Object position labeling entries
◆ ◆ ◆ ◆ ◆ ◆ ◆

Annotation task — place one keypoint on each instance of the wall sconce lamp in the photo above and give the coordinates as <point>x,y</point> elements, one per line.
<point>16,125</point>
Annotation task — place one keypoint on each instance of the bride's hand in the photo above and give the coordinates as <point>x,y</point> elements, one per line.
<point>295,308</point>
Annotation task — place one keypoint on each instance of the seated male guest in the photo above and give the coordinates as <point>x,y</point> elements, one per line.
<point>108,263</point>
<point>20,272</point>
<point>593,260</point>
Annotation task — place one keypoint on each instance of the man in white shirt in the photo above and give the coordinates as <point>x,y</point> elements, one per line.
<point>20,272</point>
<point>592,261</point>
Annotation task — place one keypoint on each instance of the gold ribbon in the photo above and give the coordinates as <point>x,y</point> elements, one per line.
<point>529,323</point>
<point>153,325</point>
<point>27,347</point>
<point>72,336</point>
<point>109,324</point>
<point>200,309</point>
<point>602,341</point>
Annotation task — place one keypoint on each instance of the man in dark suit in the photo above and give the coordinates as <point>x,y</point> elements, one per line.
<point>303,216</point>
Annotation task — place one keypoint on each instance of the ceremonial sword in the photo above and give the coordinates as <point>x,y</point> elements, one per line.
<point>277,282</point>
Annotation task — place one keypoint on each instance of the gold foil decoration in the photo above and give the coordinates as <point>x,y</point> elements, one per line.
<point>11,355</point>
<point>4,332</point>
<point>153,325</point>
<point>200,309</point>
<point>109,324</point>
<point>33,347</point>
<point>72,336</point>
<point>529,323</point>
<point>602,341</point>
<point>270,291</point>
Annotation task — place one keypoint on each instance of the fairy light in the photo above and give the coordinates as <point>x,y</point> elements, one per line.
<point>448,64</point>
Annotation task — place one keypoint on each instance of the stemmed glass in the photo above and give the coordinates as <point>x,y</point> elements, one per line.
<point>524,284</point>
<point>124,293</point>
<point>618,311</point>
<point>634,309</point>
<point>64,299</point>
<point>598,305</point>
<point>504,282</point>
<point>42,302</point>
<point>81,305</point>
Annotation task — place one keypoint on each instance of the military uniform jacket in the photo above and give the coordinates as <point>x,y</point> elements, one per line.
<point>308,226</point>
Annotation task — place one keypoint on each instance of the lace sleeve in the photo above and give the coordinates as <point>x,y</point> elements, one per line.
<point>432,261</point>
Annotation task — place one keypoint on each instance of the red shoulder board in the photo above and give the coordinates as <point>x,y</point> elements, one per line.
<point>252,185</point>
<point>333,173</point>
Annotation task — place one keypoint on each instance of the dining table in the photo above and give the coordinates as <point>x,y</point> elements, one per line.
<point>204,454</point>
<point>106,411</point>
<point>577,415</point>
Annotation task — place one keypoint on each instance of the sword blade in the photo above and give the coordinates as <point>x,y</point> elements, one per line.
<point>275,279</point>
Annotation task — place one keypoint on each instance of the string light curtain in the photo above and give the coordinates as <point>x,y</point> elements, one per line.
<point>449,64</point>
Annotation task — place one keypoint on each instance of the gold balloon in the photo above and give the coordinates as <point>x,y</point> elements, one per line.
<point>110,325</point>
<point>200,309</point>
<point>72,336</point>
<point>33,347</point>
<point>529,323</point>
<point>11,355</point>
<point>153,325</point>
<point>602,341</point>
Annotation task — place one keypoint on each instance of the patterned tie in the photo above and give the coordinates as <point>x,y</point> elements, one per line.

◆ ◆ ◆ ◆ ◆ ◆ ◆

• **Job**
Please rewrite the listing above with "keypoint" changed to "marker" throughout, keeping everything else the same.

• **Output of the exercise**
Annotation task — place one marker on each instance of the wall sconce lamp in the photo above and give the coordinates as <point>x,y</point> elements, one per line.
<point>16,125</point>
Annotation task — place one marker on each instance of the bride's hand in the photo above and give the coordinates as <point>x,y</point> elements, one per line.
<point>295,308</point>
Annotation task — place one marker on each instance of the seated male guest in the photo above and give the coordinates as <point>x,y</point> elements, one per line.
<point>108,263</point>
<point>20,272</point>
<point>593,260</point>
Annotation task — place one marker on each instance of the man in white shirt in the photo above and give the coordinates as <point>x,y</point> elements, one per line.
<point>20,272</point>
<point>592,261</point>
Annotation task — place one marker on each instance of the gold ribbon in the photo above and give the coordinates as <point>x,y</point> elements, one per line.
<point>529,323</point>
<point>153,325</point>
<point>27,347</point>
<point>72,336</point>
<point>109,324</point>
<point>200,309</point>
<point>602,341</point>
Annotation task — place one marker on each instance of the man in dark suit in the photo above and give the coordinates as <point>x,y</point> elements, one per line.
<point>303,216</point>
Annotation task — place one marker on each instance of the ceremonial sword in the photo above and give the coordinates as <point>x,y</point> elements, one per line.
<point>277,282</point>
Annotation task — place one marker on each instance of the gold foil decoration in the photo above and give the coordinates as <point>x,y</point> elements, one per line.
<point>11,355</point>
<point>4,332</point>
<point>153,325</point>
<point>200,309</point>
<point>109,324</point>
<point>33,347</point>
<point>72,336</point>
<point>529,323</point>
<point>602,341</point>
<point>270,291</point>
Annotation task — place one marker on each instance of the fairy light in the photo above and give the coordinates as <point>x,y</point> elements, one per line.
<point>448,64</point>
Annotation task — place one marker on each instance of the stemmed glass in the photo above and give the coordinates as <point>x,y</point> elements, one per line.
<point>524,284</point>
<point>124,293</point>
<point>618,311</point>
<point>634,309</point>
<point>64,299</point>
<point>598,305</point>
<point>504,282</point>
<point>42,302</point>
<point>81,305</point>
Annotation task — place one marker on each instance of the military uniform jacket in the photo above and give the coordinates as <point>x,y</point> elements, one per line.
<point>308,226</point>
Annotation task — place one marker on each instance of the lace sleeve in the photo above and give the coordinates as <point>x,y</point> elements, one per line.
<point>432,261</point>
Annotation task — place one marker on each instance of the red shoulder board in the photo above and give the coordinates as <point>x,y</point> elements, one per line.
<point>252,185</point>
<point>333,173</point>
Annotation task — place one marker on each instance of the dining table in the photo above and give the coordinates as <point>x,y</point> elements, one per line.
<point>204,454</point>
<point>106,411</point>
<point>577,415</point>
Annotation task — place one marker on each instance of the sword blade in the photo above and give the coordinates as <point>x,y</point> elements, one per line.
<point>275,279</point>
Annotation task — place one marker on each instance of the string light curtain in the photo above and give the coordinates as <point>x,y</point> elements, one per line.
<point>449,64</point>
Annotation task — place one marker on each instance of the gold balloon in the photo above and give the coordinates as <point>x,y</point> elements, one per line.
<point>110,325</point>
<point>200,309</point>
<point>72,336</point>
<point>33,347</point>
<point>529,323</point>
<point>11,355</point>
<point>153,325</point>
<point>602,341</point>
Annotation task — place one marker on each instance of the patterned tie in the photo above and give the coordinates as <point>x,y</point> elements, one per line.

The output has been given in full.